## RECORD EXTRACTS
-=-=-
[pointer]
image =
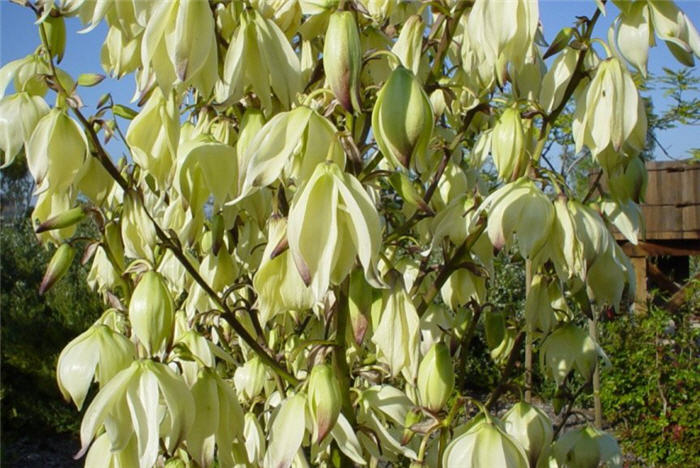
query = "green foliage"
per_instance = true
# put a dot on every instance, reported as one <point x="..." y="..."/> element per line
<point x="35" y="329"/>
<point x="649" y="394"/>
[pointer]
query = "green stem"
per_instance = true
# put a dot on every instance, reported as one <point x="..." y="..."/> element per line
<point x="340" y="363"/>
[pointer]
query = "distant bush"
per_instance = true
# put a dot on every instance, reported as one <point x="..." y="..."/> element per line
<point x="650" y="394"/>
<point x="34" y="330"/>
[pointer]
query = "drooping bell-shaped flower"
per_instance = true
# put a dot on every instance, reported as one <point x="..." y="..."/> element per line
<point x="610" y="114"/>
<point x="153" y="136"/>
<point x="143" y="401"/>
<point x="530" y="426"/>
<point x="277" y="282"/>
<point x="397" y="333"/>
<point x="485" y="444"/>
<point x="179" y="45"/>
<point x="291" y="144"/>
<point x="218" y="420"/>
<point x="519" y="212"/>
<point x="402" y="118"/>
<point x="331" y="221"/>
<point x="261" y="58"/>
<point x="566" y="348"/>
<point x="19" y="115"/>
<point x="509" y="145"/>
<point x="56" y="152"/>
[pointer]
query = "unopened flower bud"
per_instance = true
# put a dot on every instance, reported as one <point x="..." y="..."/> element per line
-=-=-
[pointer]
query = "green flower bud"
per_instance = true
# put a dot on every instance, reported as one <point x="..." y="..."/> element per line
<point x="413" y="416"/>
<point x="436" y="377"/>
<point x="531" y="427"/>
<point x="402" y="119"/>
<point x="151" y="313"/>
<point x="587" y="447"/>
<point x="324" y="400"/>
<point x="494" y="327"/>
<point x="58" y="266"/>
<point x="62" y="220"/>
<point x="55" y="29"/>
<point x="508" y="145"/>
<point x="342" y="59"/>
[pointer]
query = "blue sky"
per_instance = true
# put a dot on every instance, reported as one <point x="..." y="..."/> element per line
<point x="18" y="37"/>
-=-=-
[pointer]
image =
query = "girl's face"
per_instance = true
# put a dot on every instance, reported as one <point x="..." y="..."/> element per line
-=-=-
## REQUIREMENTS
Find every line in the listing above that contains the word "query", and copy each one in full.

## SOLUTION FOR THIS EXERCISE
query = "green foliage"
query = "green stem"
query = "distant bush"
query = "drooping bell-shaped flower"
query = "unopened flower bud"
query = "green flower bud"
query = "blue sky"
query = "girl's face"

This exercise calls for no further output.